Text excerpt:
If you are looking for the best Employer of Record in Germany, the choice matters more here than in most countries. Germany’s employment law is exceptionally protective of employees, the social security system adds 21 to 23% on top of gross salary, and the rules governing EOR arrangements under the Arbeitnehmerüberlassungsgesetz (AÜG) are stricter than in most other markets. Getting this choice wrong is expensive to fix.

This guide compares the best EOR providers in Germany in 2026, focusing on pricing, compliance depth, support model, and the practical differences that affect your day-to-day experience.

For a full explanation of how Employer of Record works in Germany, including social security contributions, notice periods, dismissal protections, the AÜG licensing requirement, and long-term employment options, see our complete guide to Employer of Record in Germany.

Provider

EOR pricing

Countries

Approach

Best for

Boundless

€175 ($199)/mo

110 (EOR), 160 (AOR)

European-focused, compliance-first, dedicated account manager

Companies that want deep German and European expertise with white-glove support

Deel

From $599/mo

150+

Global platform, own German entity, self-service

Companies managing employees and contractors at scale across many countries

Remote

From $599/mo

190+

Owned entities everywhere, IP protection focus

Companies prioritising IP ownership and direct entity employment

G-P

Custom (premium)

180+

Enterprise, established market leader

Large enterprises with complex, multi-country requirements

Rippling

From $599/mo

185+

All-in-one HR/IT/finance platform

Companies that want EOR integrated into a broader HR platform

Multiplier

From $400/mo

150+

Mid-market, competitive pricing

Mid-size companies looking for solid coverage without enterprise pricing

Skuad

From $199/mo

110 (EOR), 160 (AOR)

Global all-rounder, Payoneer Workforce Management group

Cost-conscious companies that want a compliance-focused, feature-rich platform

Oyster HR

From $599/mo

180+

Remote-first, employee experience tools

Distributed teams focused on employee engagement and benefits

Papaya Global

Custom

160+

Payroll analytics, payments infrastructure

Finance teams that want deep payroll reporting and cost visibility

  • Pricing: €175 ($199) per employee per month
  • Countries: 110 (EOR), 160 (AOR/contractor management)

Dataset entries:
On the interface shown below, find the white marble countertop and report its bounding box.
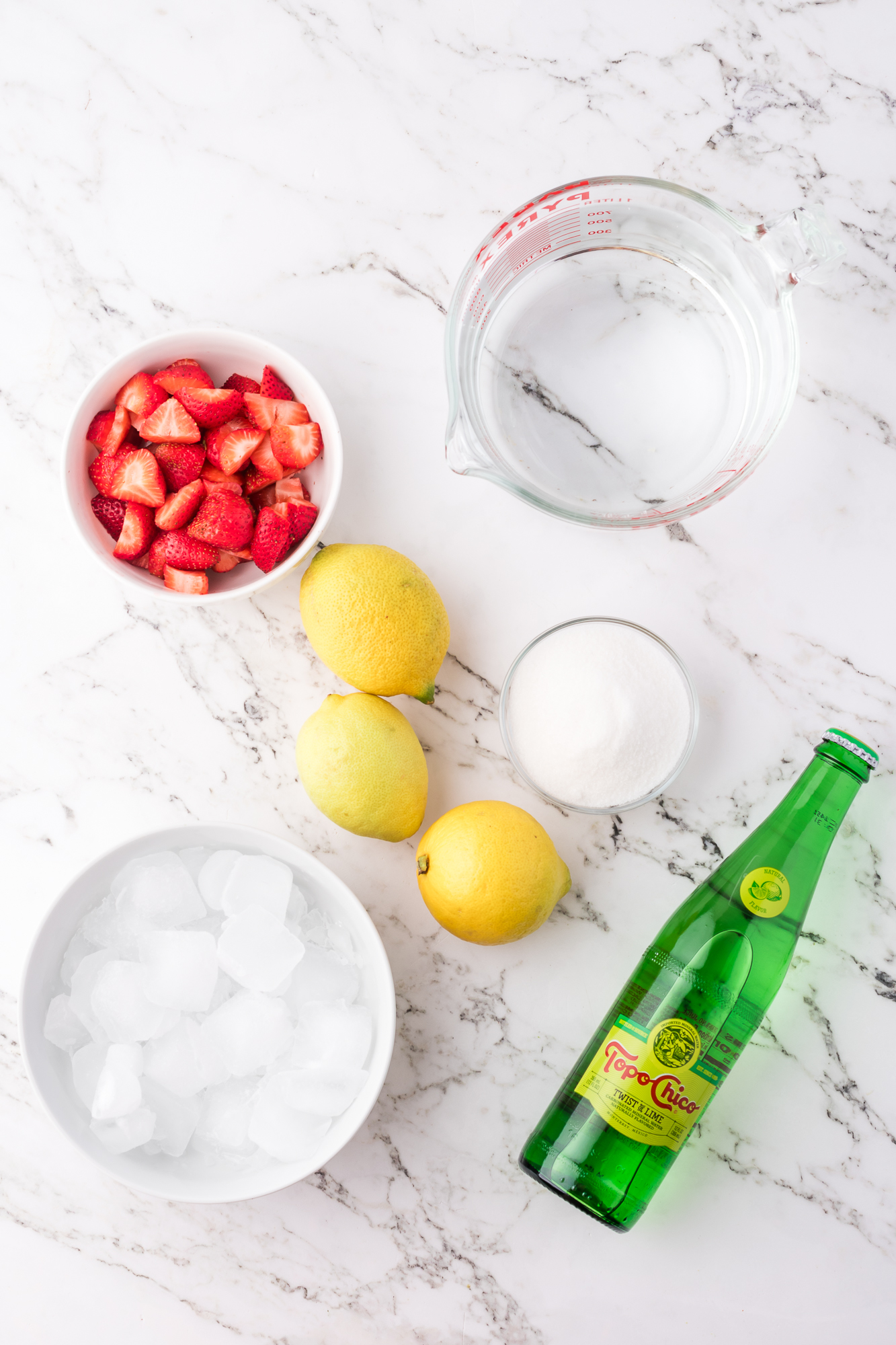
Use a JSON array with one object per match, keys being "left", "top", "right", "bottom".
[{"left": 0, "top": 0, "right": 896, "bottom": 1345}]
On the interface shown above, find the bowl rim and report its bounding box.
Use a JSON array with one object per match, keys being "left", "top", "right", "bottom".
[
  {"left": 60, "top": 324, "right": 343, "bottom": 607},
  {"left": 498, "top": 616, "right": 700, "bottom": 816},
  {"left": 17, "top": 822, "right": 395, "bottom": 1205}
]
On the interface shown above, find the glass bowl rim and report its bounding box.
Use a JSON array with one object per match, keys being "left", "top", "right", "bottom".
[{"left": 498, "top": 616, "right": 700, "bottom": 816}]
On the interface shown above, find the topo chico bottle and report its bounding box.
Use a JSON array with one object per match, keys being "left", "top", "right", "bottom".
[{"left": 520, "top": 729, "right": 877, "bottom": 1232}]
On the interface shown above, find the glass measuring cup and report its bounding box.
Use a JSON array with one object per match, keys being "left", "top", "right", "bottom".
[{"left": 445, "top": 178, "right": 846, "bottom": 529}]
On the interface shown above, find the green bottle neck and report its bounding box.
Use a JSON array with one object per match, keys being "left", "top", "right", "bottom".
[{"left": 721, "top": 744, "right": 864, "bottom": 925}]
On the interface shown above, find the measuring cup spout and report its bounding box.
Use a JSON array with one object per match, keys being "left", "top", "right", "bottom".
[{"left": 756, "top": 206, "right": 846, "bottom": 285}]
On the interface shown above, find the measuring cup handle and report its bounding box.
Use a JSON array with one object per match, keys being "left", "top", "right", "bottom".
[{"left": 756, "top": 206, "right": 846, "bottom": 285}]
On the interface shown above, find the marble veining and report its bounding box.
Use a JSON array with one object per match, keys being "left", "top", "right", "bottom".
[{"left": 0, "top": 0, "right": 896, "bottom": 1345}]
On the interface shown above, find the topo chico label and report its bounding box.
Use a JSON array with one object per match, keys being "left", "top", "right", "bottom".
[{"left": 567, "top": 1014, "right": 723, "bottom": 1153}]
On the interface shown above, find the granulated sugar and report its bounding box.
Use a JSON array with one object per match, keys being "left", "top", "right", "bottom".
[{"left": 507, "top": 621, "right": 690, "bottom": 808}]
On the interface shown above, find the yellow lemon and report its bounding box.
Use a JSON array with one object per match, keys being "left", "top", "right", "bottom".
[
  {"left": 298, "top": 542, "right": 451, "bottom": 703},
  {"left": 296, "top": 691, "right": 429, "bottom": 841},
  {"left": 417, "top": 802, "right": 571, "bottom": 943}
]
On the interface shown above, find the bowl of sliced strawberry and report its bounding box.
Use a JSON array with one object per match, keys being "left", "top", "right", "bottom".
[{"left": 63, "top": 328, "right": 341, "bottom": 603}]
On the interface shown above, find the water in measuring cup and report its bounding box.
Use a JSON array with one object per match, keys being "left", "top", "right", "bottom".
[{"left": 479, "top": 247, "right": 749, "bottom": 515}]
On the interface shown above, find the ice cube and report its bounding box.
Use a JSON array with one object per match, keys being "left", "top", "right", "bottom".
[
  {"left": 90, "top": 1045, "right": 142, "bottom": 1119},
  {"left": 142, "top": 1073, "right": 199, "bottom": 1158},
  {"left": 140, "top": 929, "right": 218, "bottom": 1013},
  {"left": 70, "top": 948, "right": 116, "bottom": 1045},
  {"left": 71, "top": 1041, "right": 109, "bottom": 1111},
  {"left": 196, "top": 1079, "right": 258, "bottom": 1149},
  {"left": 286, "top": 882, "right": 308, "bottom": 924},
  {"left": 177, "top": 845, "right": 211, "bottom": 894},
  {"left": 249, "top": 1075, "right": 329, "bottom": 1163},
  {"left": 86, "top": 959, "right": 164, "bottom": 1042},
  {"left": 218, "top": 907, "right": 305, "bottom": 990},
  {"left": 43, "top": 995, "right": 90, "bottom": 1050},
  {"left": 282, "top": 943, "right": 360, "bottom": 1017},
  {"left": 200, "top": 990, "right": 292, "bottom": 1077},
  {"left": 59, "top": 929, "right": 95, "bottom": 989},
  {"left": 90, "top": 1107, "right": 156, "bottom": 1154},
  {"left": 292, "top": 999, "right": 372, "bottom": 1069},
  {"left": 112, "top": 850, "right": 206, "bottom": 928},
  {"left": 144, "top": 1018, "right": 229, "bottom": 1098},
  {"left": 199, "top": 850, "right": 242, "bottom": 911},
  {"left": 276, "top": 1065, "right": 367, "bottom": 1116},
  {"left": 222, "top": 854, "right": 292, "bottom": 924}
]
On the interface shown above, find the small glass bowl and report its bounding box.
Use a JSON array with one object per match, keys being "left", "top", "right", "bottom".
[{"left": 498, "top": 616, "right": 700, "bottom": 814}]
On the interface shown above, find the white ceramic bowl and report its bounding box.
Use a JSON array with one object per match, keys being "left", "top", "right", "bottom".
[
  {"left": 19, "top": 824, "right": 395, "bottom": 1204},
  {"left": 62, "top": 327, "right": 341, "bottom": 607}
]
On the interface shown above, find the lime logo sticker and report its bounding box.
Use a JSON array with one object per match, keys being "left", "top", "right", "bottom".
[
  {"left": 740, "top": 868, "right": 790, "bottom": 920},
  {"left": 651, "top": 1018, "right": 700, "bottom": 1069}
]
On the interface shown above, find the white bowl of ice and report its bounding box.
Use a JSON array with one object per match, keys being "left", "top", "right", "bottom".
[{"left": 19, "top": 824, "right": 395, "bottom": 1204}]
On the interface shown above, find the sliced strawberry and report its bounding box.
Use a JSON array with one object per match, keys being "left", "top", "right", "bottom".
[
  {"left": 273, "top": 500, "right": 317, "bottom": 546},
  {"left": 164, "top": 565, "right": 208, "bottom": 593},
  {"left": 270, "top": 421, "right": 323, "bottom": 467},
  {"left": 206, "top": 416, "right": 265, "bottom": 476},
  {"left": 261, "top": 364, "right": 296, "bottom": 402},
  {"left": 116, "top": 373, "right": 165, "bottom": 421},
  {"left": 108, "top": 448, "right": 165, "bottom": 508},
  {"left": 87, "top": 406, "right": 130, "bottom": 453},
  {"left": 112, "top": 503, "right": 156, "bottom": 561},
  {"left": 90, "top": 495, "right": 128, "bottom": 542},
  {"left": 220, "top": 374, "right": 261, "bottom": 393},
  {"left": 153, "top": 444, "right": 206, "bottom": 491},
  {"left": 243, "top": 393, "right": 311, "bottom": 429},
  {"left": 211, "top": 551, "right": 239, "bottom": 574},
  {"left": 251, "top": 508, "right": 290, "bottom": 574},
  {"left": 187, "top": 491, "right": 255, "bottom": 551},
  {"left": 165, "top": 527, "right": 218, "bottom": 570},
  {"left": 274, "top": 472, "right": 311, "bottom": 504},
  {"left": 152, "top": 359, "right": 215, "bottom": 397},
  {"left": 147, "top": 533, "right": 171, "bottom": 580},
  {"left": 156, "top": 480, "right": 206, "bottom": 533},
  {"left": 140, "top": 397, "right": 202, "bottom": 444},
  {"left": 175, "top": 387, "right": 242, "bottom": 429}
]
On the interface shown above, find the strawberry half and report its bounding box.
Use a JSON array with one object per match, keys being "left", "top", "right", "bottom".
[
  {"left": 274, "top": 473, "right": 311, "bottom": 504},
  {"left": 175, "top": 387, "right": 242, "bottom": 429},
  {"left": 156, "top": 480, "right": 206, "bottom": 533},
  {"left": 87, "top": 406, "right": 130, "bottom": 453},
  {"left": 116, "top": 373, "right": 165, "bottom": 421},
  {"left": 243, "top": 393, "right": 311, "bottom": 429},
  {"left": 273, "top": 500, "right": 317, "bottom": 546},
  {"left": 107, "top": 448, "right": 165, "bottom": 508},
  {"left": 270, "top": 421, "right": 323, "bottom": 467},
  {"left": 251, "top": 508, "right": 290, "bottom": 574},
  {"left": 165, "top": 529, "right": 218, "bottom": 570},
  {"left": 206, "top": 416, "right": 265, "bottom": 476},
  {"left": 153, "top": 444, "right": 206, "bottom": 491},
  {"left": 152, "top": 359, "right": 215, "bottom": 397},
  {"left": 140, "top": 397, "right": 202, "bottom": 444},
  {"left": 187, "top": 491, "right": 255, "bottom": 551},
  {"left": 261, "top": 364, "right": 296, "bottom": 402},
  {"left": 164, "top": 565, "right": 208, "bottom": 593},
  {"left": 90, "top": 495, "right": 128, "bottom": 542},
  {"left": 112, "top": 503, "right": 156, "bottom": 561},
  {"left": 211, "top": 551, "right": 239, "bottom": 574},
  {"left": 220, "top": 374, "right": 261, "bottom": 393}
]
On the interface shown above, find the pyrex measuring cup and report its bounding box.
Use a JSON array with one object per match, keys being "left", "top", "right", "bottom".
[{"left": 445, "top": 178, "right": 845, "bottom": 527}]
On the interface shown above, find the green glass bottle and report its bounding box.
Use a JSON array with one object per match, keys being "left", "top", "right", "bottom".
[{"left": 520, "top": 729, "right": 877, "bottom": 1232}]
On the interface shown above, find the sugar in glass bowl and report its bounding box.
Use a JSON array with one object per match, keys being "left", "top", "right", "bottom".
[
  {"left": 19, "top": 824, "right": 395, "bottom": 1204},
  {"left": 498, "top": 616, "right": 700, "bottom": 814},
  {"left": 62, "top": 327, "right": 341, "bottom": 607}
]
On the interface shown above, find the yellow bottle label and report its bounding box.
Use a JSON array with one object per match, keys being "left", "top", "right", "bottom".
[
  {"left": 576, "top": 1014, "right": 723, "bottom": 1153},
  {"left": 740, "top": 869, "right": 790, "bottom": 920}
]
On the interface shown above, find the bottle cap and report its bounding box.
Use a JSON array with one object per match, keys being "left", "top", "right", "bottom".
[{"left": 822, "top": 729, "right": 880, "bottom": 771}]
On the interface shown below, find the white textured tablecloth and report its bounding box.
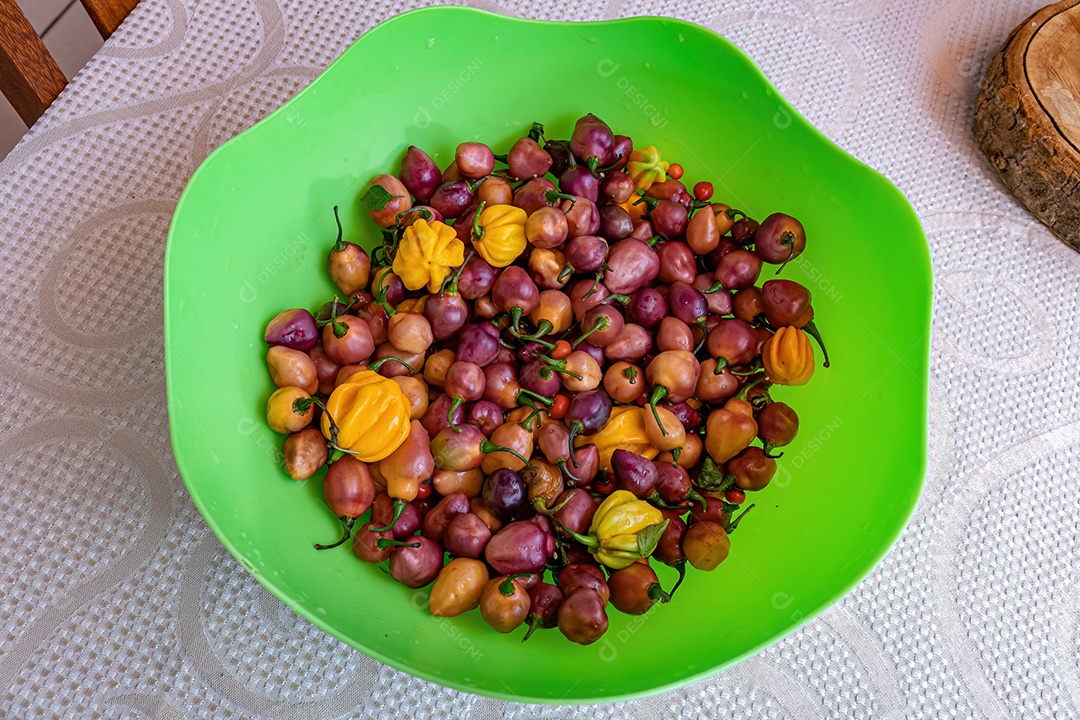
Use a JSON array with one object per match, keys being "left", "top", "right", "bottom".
[{"left": 0, "top": 0, "right": 1080, "bottom": 720}]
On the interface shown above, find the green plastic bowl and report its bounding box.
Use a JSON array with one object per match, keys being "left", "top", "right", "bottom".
[{"left": 164, "top": 6, "right": 931, "bottom": 703}]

Exercise tasks:
A. Show every line of the records that contains the string "topo", matching upper and lower case exactly.
B. Carry on the guide to Employer of Record providers in Germany from the point where it stops.
The text and the records were taken from unrelated sources.

Task-by-task answers:
A.
On the interface shown above, find the topo chico bottle and report its bounding box.
On the interface shown above, find the topo chico label and report its bounding box.

B.
  • Approach: European-focused, compliance-first, white-glove customer service

Boundless is an Employer of Record provider headquartered in Ireland and part of Payoneer (NASDAQ: PAYO). Its strength is in European employment markets, including Germany, where it provides EOR services through its own German entity with dedicated in-country expertise.

Every Boundless customer gets a dedicated account manager with deep knowledge of German employment law. When you need guidance on notice periods, termination procedures, works council obligations, or how to put together a competitive benefits package for the German market, you speak to someone who knows the local rules and knows your business.

Boundless also supports long-term employment in Germany through compliant structures that allow your employees to continue working without interruption. Talk to the team for details on how this works.

Pricing is a flat €175 per employee per month with full visibility into employer costs. Use the cost calculator to see the complete breakdown at any salary level before you commit.

Best for: Companies that want deep German and European employment expertise, a dedicated point of contact, transparent pricing, and the reliability of a provider backed by a publicly traded parent company.

  • Pricing: From $599 per employee per month
  • Countries: 150+
  • Approach: Global platform, own German entity, self-service

Deel is one of the largest global EOR platforms. Deel acquired Omnipresent in October 2025, expanding its European presence. It owns a German entity and holds an AÜG licence, with Germany covered through its own infrastructure rather than local partners.

Deel’s main advantage is scale. If you are hiring across 20 countries and want to manage everything from one dashboard, Deel is built for that. The platform is polished, the onboarding flow is fast, and the integrations with HRIS systems, accounting tools, and Slack are well developed. Support is primarily platform-driven with in-app messaging and tickets, though dedicated account management is available for larger customers.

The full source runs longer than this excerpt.